━━━━━ Records shown ━━━━━

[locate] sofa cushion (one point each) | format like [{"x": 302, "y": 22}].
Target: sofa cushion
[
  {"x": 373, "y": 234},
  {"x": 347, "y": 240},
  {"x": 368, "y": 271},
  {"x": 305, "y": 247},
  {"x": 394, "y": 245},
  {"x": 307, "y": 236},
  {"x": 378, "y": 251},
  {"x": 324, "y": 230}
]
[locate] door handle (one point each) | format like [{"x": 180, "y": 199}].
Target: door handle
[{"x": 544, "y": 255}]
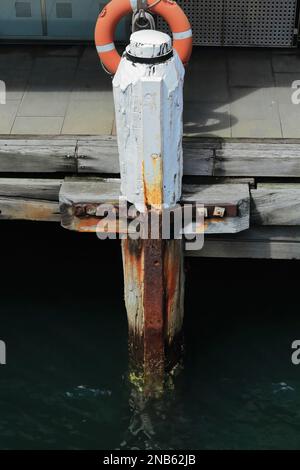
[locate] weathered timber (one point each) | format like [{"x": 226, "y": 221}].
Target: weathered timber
[
  {"x": 154, "y": 297},
  {"x": 31, "y": 188},
  {"x": 80, "y": 202},
  {"x": 258, "y": 159},
  {"x": 29, "y": 209},
  {"x": 38, "y": 156},
  {"x": 256, "y": 243},
  {"x": 228, "y": 196},
  {"x": 29, "y": 199},
  {"x": 202, "y": 157},
  {"x": 275, "y": 204}
]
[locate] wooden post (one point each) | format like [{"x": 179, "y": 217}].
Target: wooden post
[{"x": 154, "y": 296}]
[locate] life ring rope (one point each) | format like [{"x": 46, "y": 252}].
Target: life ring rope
[{"x": 114, "y": 11}]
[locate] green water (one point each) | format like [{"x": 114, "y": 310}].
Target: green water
[{"x": 64, "y": 385}]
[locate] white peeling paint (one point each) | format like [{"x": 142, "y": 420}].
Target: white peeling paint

━━━━━

*What to do:*
Copy out each line of the entries where the word "peeling" is found.

*Output for this exercise:*
[locate] white peeling paint (one point each) | format like [{"x": 142, "y": 420}].
Target: white peeling paint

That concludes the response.